[Stored records]
※

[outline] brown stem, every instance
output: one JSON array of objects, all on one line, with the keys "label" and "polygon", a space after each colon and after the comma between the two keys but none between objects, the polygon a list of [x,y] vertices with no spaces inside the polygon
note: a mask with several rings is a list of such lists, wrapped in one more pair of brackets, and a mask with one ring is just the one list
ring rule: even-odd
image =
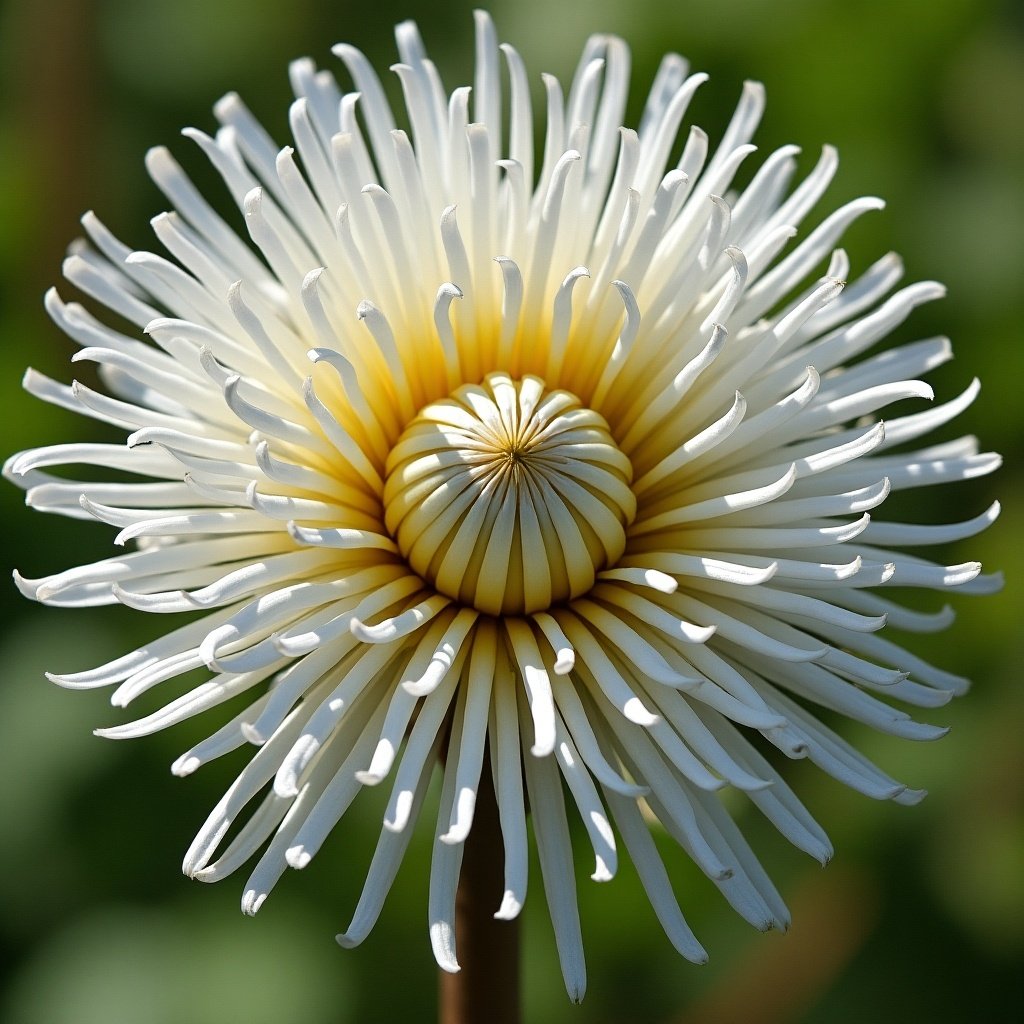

※

Copy out the lines above word for word, omitting the picture.

[outline] brown stem, every instance
output: one JSON array of objects, all on one line, with the keys "label" and "polygon", a space after each colon and after the comma between the two keys but none between objects, the polygon a list of [x,y] vertices with no spaces inside the polygon
note: a mask with several rings is a list of such lists, wrapped in one more pair of brackets, and a mask with one ring is just the one list
ring rule: even-odd
image =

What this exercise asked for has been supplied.